- [Petit exercice] Remets à l'échelle les enregistrements de la ligne contenant "Query: beige wall" jusqu'à la ligne contenant "[(2, 10), (2, 213), (0, 354), (45, 281), (49, 9)]" incluse, en recopiant toutes ces lignes et en ne modifiant que les coordonnées des sommets dans les réponses. Multiplie chacune par 1,1 et arrondis-la à l'entier, les demis vers le haut.

- [Enregistrements fournis]
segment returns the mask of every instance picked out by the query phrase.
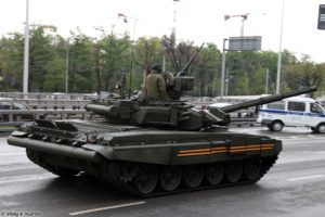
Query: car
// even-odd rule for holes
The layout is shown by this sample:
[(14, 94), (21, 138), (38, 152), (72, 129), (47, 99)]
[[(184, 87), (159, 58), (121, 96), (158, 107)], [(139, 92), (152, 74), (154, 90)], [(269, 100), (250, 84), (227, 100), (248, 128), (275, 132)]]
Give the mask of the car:
[[(22, 102), (15, 102), (11, 98), (0, 98), (0, 111), (1, 110), (30, 110), (30, 107)], [(9, 122), (9, 114), (1, 114), (0, 112), (0, 122)], [(13, 115), (13, 120), (32, 120), (32, 114), (18, 114)]]
[(257, 123), (266, 125), (272, 131), (286, 127), (308, 127), (325, 133), (325, 110), (316, 100), (292, 97), (261, 106)]

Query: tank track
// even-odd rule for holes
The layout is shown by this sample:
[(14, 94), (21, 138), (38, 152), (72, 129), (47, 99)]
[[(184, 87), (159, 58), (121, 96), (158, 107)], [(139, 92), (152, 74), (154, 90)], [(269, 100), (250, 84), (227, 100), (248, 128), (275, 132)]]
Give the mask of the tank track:
[(165, 196), (170, 194), (178, 194), (178, 193), (186, 193), (186, 192), (194, 192), (194, 191), (203, 191), (203, 190), (210, 190), (210, 189), (218, 189), (218, 188), (226, 188), (226, 187), (234, 187), (234, 186), (242, 186), (242, 184), (251, 184), (257, 181), (259, 181), (269, 170), (270, 168), (275, 164), (277, 159), (277, 156), (268, 157), (262, 159), (261, 169), (259, 176), (253, 180), (245, 180), (243, 177), (238, 182), (235, 183), (226, 183), (221, 182), (217, 186), (199, 186), (197, 188), (193, 189), (186, 189), (181, 184), (181, 189), (170, 191), (170, 192), (164, 192), (159, 188), (156, 188), (153, 193), (150, 194), (142, 194), (140, 193), (131, 182), (126, 181), (123, 177), (118, 171), (119, 163), (120, 162), (106, 162), (106, 164), (103, 164), (102, 169), (102, 178), (113, 184), (115, 188), (119, 189), (122, 192), (126, 192), (128, 194), (133, 194), (138, 197), (148, 199), (148, 197), (156, 197), (156, 196)]
[[(79, 174), (79, 171), (77, 170), (73, 170), (73, 169), (68, 169), (55, 165), (49, 165), (44, 163), (42, 159), (43, 154), (40, 152), (26, 150), (26, 153), (28, 158), (32, 163), (39, 165), (40, 167), (60, 177), (72, 178), (77, 174)], [(184, 184), (181, 183), (179, 188), (173, 191), (162, 191), (162, 189), (159, 188), (157, 183), (155, 190), (148, 194), (143, 194), (134, 188), (132, 180), (136, 176), (136, 173), (134, 173), (132, 169), (123, 168), (126, 167), (126, 165), (131, 165), (136, 167), (136, 165), (140, 165), (139, 163), (126, 164), (126, 162), (121, 162), (121, 161), (105, 161), (103, 164), (99, 165), (99, 169), (100, 169), (99, 178), (101, 179), (101, 181), (106, 182), (125, 193), (132, 194), (136, 197), (150, 199), (150, 197), (165, 196), (165, 195), (194, 192), (194, 191), (203, 191), (203, 190), (226, 188), (226, 187), (234, 187), (234, 186), (242, 186), (242, 184), (251, 184), (259, 181), (275, 164), (276, 159), (277, 156), (261, 158), (261, 168), (260, 168), (259, 176), (256, 177), (253, 180), (245, 180), (244, 176), (242, 176), (240, 180), (234, 183), (226, 182), (225, 180), (223, 180), (219, 184), (209, 186), (203, 182), (197, 188), (186, 188)]]

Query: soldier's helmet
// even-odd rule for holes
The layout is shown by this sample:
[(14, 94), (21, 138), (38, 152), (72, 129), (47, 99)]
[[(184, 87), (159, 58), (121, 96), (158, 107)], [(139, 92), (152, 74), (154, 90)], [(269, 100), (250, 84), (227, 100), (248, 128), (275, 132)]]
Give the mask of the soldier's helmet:
[(152, 69), (157, 71), (158, 73), (161, 73), (162, 66), (161, 66), (160, 63), (155, 63), (155, 64), (152, 65)]

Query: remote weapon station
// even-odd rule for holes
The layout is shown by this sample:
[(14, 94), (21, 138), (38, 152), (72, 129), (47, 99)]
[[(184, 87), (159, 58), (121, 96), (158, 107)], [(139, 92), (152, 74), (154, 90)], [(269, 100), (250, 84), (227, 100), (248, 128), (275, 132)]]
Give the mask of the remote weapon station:
[(180, 97), (194, 87), (186, 72), (199, 50), (183, 71), (164, 73), (168, 101), (98, 99), (86, 110), (103, 122), (37, 119), (14, 131), (8, 143), (26, 148), (31, 162), (57, 176), (87, 173), (139, 196), (257, 182), (277, 159), (282, 142), (227, 131), (229, 113), (316, 88), (194, 110)]

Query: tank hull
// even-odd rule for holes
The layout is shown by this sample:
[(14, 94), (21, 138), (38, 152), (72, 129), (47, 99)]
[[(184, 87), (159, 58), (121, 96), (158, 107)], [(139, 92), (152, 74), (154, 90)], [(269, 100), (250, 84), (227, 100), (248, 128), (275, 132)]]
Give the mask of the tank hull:
[(8, 143), (25, 148), (31, 162), (58, 176), (83, 171), (145, 197), (256, 182), (282, 151), (278, 140), (225, 130), (69, 125), (75, 128), (23, 128)]

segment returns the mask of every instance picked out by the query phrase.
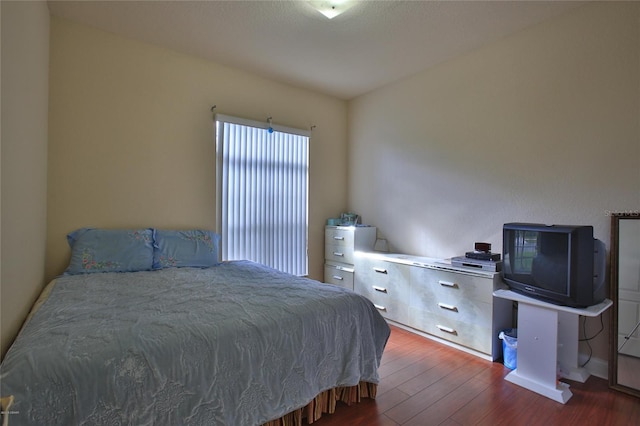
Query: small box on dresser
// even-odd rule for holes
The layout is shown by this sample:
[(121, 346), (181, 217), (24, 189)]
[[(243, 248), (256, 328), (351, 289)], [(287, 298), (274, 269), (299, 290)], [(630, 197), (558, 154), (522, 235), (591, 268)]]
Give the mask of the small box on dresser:
[(353, 290), (354, 253), (372, 250), (376, 228), (372, 226), (326, 226), (324, 231), (324, 282)]

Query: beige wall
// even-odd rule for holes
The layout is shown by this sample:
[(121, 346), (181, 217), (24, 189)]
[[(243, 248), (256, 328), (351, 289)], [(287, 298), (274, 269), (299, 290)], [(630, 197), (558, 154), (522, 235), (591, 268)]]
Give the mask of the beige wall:
[(309, 266), (346, 207), (346, 102), (52, 17), (47, 277), (82, 226), (215, 229), (217, 112), (309, 129)]
[(2, 10), (2, 213), (0, 354), (45, 281), (49, 9)]
[(349, 208), (423, 256), (499, 252), (509, 221), (608, 245), (607, 213), (640, 210), (639, 28), (638, 3), (589, 4), (353, 100)]

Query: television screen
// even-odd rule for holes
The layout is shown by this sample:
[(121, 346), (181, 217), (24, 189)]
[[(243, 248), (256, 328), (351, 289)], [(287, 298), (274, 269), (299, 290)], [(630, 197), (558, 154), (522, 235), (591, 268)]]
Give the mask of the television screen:
[(569, 237), (567, 234), (514, 230), (505, 254), (514, 278), (554, 293), (567, 294)]
[(593, 227), (506, 223), (503, 231), (502, 277), (513, 291), (573, 307), (604, 300), (605, 250)]

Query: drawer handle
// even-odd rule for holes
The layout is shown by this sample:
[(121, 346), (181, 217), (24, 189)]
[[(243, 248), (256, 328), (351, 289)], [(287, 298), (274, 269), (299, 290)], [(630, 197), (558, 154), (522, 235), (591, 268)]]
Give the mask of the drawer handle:
[(453, 305), (448, 305), (446, 303), (438, 303), (438, 306), (442, 309), (446, 309), (447, 311), (458, 312), (458, 307)]
[(458, 334), (458, 332), (451, 327), (445, 327), (444, 325), (440, 325), (440, 324), (436, 324), (436, 327), (438, 327), (440, 331), (444, 331), (445, 333)]

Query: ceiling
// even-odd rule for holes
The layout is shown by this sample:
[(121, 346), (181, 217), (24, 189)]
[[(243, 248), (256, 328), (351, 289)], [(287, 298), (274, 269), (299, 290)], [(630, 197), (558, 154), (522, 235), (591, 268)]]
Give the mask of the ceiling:
[(352, 99), (558, 16), (578, 1), (58, 1), (52, 15)]

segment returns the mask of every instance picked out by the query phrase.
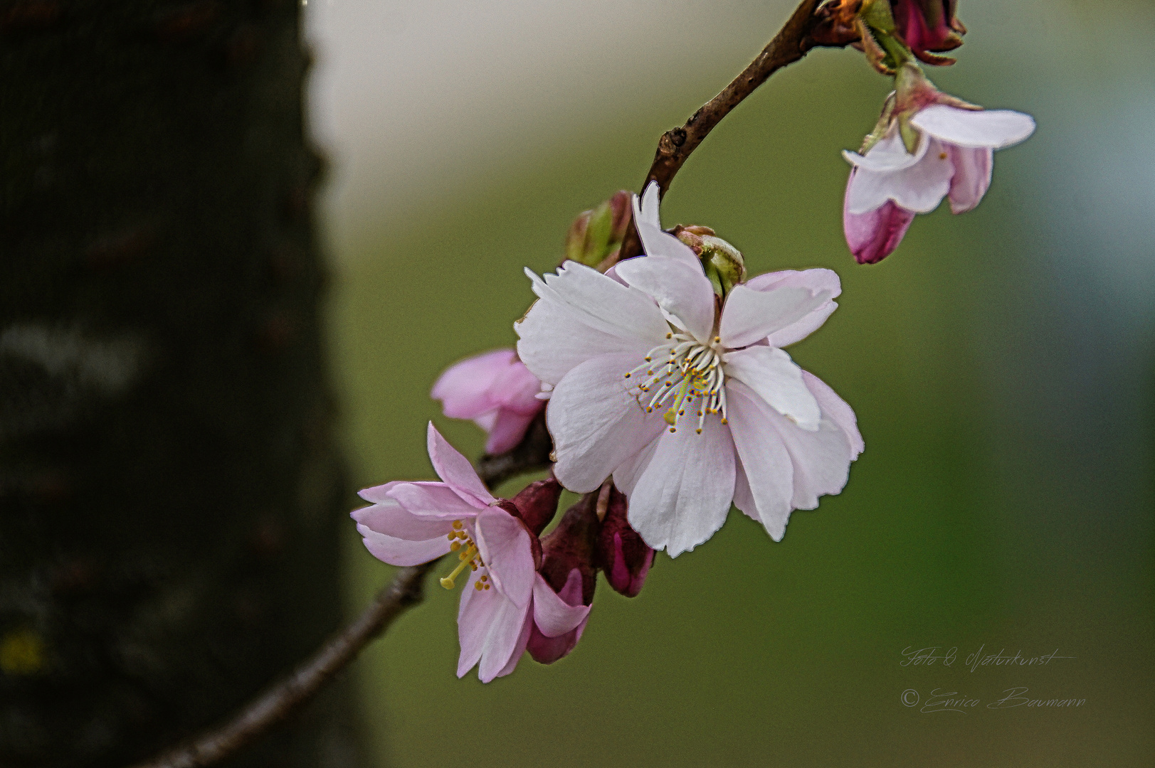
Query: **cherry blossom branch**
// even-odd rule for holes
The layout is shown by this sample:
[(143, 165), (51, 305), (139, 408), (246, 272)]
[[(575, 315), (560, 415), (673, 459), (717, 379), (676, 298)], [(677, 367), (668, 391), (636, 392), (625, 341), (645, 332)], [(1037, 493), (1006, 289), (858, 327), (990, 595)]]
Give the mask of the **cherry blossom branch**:
[[(549, 465), (553, 443), (538, 416), (516, 447), (497, 456), (482, 456), (478, 476), (490, 487)], [(425, 576), (440, 561), (401, 568), (393, 582), (373, 598), (360, 616), (333, 635), (288, 677), (273, 684), (224, 725), (134, 768), (204, 768), (230, 756), (277, 722), (307, 703), (325, 684), (357, 657), (408, 609), (424, 597)]]
[[(802, 0), (774, 39), (742, 74), (694, 112), (686, 125), (662, 134), (642, 189), (650, 181), (657, 181), (658, 194), (665, 195), (673, 177), (710, 131), (775, 72), (800, 60), (813, 47), (844, 47), (857, 42), (859, 36), (852, 18), (859, 5), (860, 0)], [(641, 252), (638, 230), (631, 226), (621, 244), (619, 260), (640, 255)]]

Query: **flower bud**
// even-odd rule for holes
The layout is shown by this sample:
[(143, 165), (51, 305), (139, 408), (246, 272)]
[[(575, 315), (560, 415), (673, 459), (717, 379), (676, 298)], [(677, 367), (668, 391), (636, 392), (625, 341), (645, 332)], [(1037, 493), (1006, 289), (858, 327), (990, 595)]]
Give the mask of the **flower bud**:
[(623, 189), (594, 210), (582, 211), (566, 236), (566, 259), (597, 267), (617, 251), (632, 217), (632, 193)]
[(715, 236), (710, 228), (676, 226), (672, 234), (698, 254), (702, 270), (718, 296), (725, 297), (735, 285), (746, 281), (746, 261), (742, 252)]
[(597, 564), (610, 587), (626, 597), (636, 597), (654, 565), (654, 550), (646, 545), (626, 521), (626, 495), (610, 489), (605, 517), (597, 535)]
[(954, 59), (933, 52), (953, 51), (962, 45), (967, 28), (954, 17), (956, 0), (891, 0), (894, 35), (921, 61), (954, 64)]
[[(587, 493), (569, 507), (561, 522), (542, 539), (542, 567), (538, 573), (554, 592), (569, 605), (590, 605), (597, 586), (594, 550), (597, 538), (597, 492)], [(546, 637), (535, 624), (529, 634), (534, 661), (552, 664), (578, 644), (586, 628), (582, 621), (573, 631)]]
[(545, 527), (553, 521), (560, 498), (561, 484), (550, 477), (530, 483), (509, 501), (517, 510), (516, 516), (526, 523), (534, 536), (541, 536)]

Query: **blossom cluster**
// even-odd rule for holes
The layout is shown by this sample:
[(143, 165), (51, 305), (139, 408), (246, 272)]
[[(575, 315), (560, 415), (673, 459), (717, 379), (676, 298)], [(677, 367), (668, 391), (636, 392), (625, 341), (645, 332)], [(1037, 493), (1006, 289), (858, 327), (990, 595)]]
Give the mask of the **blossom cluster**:
[[(851, 164), (843, 224), (860, 263), (899, 245), (915, 214), (944, 197), (971, 210), (994, 149), (1024, 140), (1030, 117), (985, 111), (938, 91), (916, 60), (966, 31), (953, 0), (864, 0), (854, 9), (867, 59), (895, 79)], [(442, 587), (464, 580), (459, 677), (508, 674), (524, 653), (569, 654), (589, 620), (598, 574), (636, 596), (656, 552), (708, 540), (731, 507), (778, 542), (795, 509), (847, 485), (864, 442), (851, 407), (785, 348), (837, 308), (829, 269), (747, 275), (740, 251), (707, 226), (664, 229), (661, 189), (616, 194), (581, 214), (554, 273), (526, 270), (536, 301), (514, 325), (516, 350), (462, 360), (434, 383), (450, 418), (487, 432), (504, 454), (544, 424), (546, 479), (511, 499), (429, 426), (439, 482), (365, 489), (353, 512), (377, 558), (412, 566), (448, 557)], [(636, 232), (641, 255), (621, 259)], [(552, 528), (562, 489), (582, 494)]]

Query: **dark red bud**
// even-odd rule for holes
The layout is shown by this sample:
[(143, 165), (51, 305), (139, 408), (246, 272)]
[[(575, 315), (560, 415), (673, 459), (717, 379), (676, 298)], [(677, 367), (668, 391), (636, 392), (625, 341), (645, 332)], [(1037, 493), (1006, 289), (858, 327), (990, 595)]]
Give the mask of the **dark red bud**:
[(610, 587), (626, 597), (636, 597), (654, 565), (654, 550), (646, 545), (626, 521), (626, 497), (616, 487), (597, 536), (597, 562)]
[[(594, 602), (594, 588), (597, 586), (597, 568), (594, 562), (597, 528), (595, 491), (569, 507), (558, 527), (542, 539), (542, 567), (538, 573), (569, 605), (589, 605)], [(583, 628), (584, 624), (564, 635), (546, 637), (534, 625), (527, 650), (534, 661), (552, 664), (574, 649)]]
[(530, 483), (521, 493), (511, 499), (516, 512), (511, 512), (526, 527), (541, 536), (545, 527), (553, 522), (553, 515), (558, 513), (558, 499), (561, 498), (561, 484), (552, 477)]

- [Réponse attendue]
Query: beige wall
// even-odd rule for holes
The layout is shown by this sample:
[(121, 346), (181, 217), (24, 189)]
[[(243, 248), (256, 328), (351, 289)], [(287, 298), (274, 269), (299, 290)], [(630, 197), (558, 154), (522, 235), (591, 268)]]
Give the mask of the beige wall:
[(340, 293), (381, 228), (381, 112), (57, 19), (52, 305), (90, 249), (237, 252), (239, 123), (340, 142)]
[(2, 11), (2, 234), (0, 389), (50, 309), (54, 10)]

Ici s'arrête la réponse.